> _QUÉ SE PIDE_:
1. Extrae del listado cada línea que contenga la cadena "framed" y cópiala, teniendo en cuenta las mayúsculas y minúsculas.
2. Retoma el relato sobre el niño que cenaba arroz chaufa los viernes en Jesús María y continúalo a partir de su última oración.

> _TEXTO DADO_:
╔══

Hace unos años, en la esquina de República Dominicana con Garzón en Jesús María, me encontraba todos los viernes en la noche con un niño de unos diez u once años. Habíamos hecho una amistad extraña en una Navidad cuando con los ojos llenos de lágrimas me pidió que le regalara un carrito de plástico y yo se lo compré en el Mercado Central y se lo entregué en un papel de regalo. Desde ahí nos hicimos muy amigos. Así que todos los viernes nos encontrábamos en la noche para ir a cenar. Su comida preferida era el chifa, o, mejor dicho, el arroz chaufa. Y nos sentábamos frente a frente en un conocido local que queda al costado de Metro. Ahí durante varios meses me contaba su historia. Como su padre lo había abandonado y su madre lo golpeaba había ido a parar a un hogar para menores que él lo veía como una cárcel por lo que un día, junto a otros amiguitos, había logrado escaparse.

╚══

Fragmento de un archivo de datos
╔══

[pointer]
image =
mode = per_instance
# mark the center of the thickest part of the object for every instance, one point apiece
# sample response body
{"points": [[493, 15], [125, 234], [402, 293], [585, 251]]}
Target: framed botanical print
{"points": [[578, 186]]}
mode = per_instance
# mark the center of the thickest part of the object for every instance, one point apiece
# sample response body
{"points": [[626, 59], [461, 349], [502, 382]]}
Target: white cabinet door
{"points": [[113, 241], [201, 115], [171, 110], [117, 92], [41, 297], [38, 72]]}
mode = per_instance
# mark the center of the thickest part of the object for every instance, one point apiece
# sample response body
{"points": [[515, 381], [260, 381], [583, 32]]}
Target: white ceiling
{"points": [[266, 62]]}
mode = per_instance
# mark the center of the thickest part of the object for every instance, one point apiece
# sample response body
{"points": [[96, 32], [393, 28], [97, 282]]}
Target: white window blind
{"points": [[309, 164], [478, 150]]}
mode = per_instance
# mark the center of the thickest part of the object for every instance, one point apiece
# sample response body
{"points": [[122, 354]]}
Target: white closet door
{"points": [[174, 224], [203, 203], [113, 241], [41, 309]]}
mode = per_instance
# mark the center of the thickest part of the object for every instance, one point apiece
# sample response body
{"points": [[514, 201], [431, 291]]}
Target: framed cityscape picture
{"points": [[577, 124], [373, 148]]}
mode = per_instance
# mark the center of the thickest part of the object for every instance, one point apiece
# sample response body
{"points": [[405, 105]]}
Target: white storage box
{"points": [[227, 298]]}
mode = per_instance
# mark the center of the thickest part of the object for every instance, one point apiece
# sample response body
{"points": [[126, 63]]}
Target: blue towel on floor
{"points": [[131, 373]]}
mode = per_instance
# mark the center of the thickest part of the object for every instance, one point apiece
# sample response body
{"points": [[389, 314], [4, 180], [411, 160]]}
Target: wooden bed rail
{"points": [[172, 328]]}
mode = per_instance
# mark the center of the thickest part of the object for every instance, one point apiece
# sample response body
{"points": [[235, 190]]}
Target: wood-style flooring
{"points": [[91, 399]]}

╚══

> _RESPUESTAS POR TAREA_:
1.
Target: framed botanical print
Target: framed cityscape picture

2.
Lo cierto es que yo siempre escuchaba sus historias. Era muy hablantín y con sus ojos pequeños escudriñaba a la gente que lo miraba de reojo. Siempre estaba con la ropa sucia. Vivía en la calle, pues. Y no le importaba lavarse las manos aunque yo le hablaba de la higiene y la salud y esas vanas cosas de los que tenemos un techo. Así que Pepito, así se llamaba o así le decían, comía siempre con mucha hambre, pero cuando ya había avanzado la mitad del plato se frenaba, me miraba y ya no quería comer. “Come” —le decía yo— porque ya no nos vamos a ver hasta el otro viernes”. Y Pepito me decía: “Señor, ya estoy lleno” y sacaba una bolsa que tenía en el pantalón y procedía a guardar todo el resto de comida que quedaba en el plato.
Así sucedía cada vez que nos veíamos. Hasta que de pronto, dejó de aparecer y por varios viernes lo esperé en esa concurrida esquina. Pepito ya no venía y se había esfumado. Unos meses después mientras hacía las compras de la semana, cargando bultos, un niño empezó a gritar: “Señor, señor” y cuando voltee era Pepito que venía corriendo, estaba más flaco y tenía unas enormes ojeras por lo que pensé que estaba enfermo. Y le pregunté porque ya no venía y me dijo que no podía venir porque tenía que mantener a un hijo: “Es que tengo un hijo, señor”. “Cómo va a ser cierto eso, Pepito”, le dije. Y Pepito insistió: “Tengo un hijo y tengo que ser responsable”. Así que, como me parecía inverosímil o de repente propio de sus fantasías de niño, le dije a Pepito que me gustaría conocer a su hijo y que los invitaba a cenar en la noche, en el lugar de siempre. Y Pepito se fue corriendo no sin antes pedirme unas monedas que tenía en el bolsillo.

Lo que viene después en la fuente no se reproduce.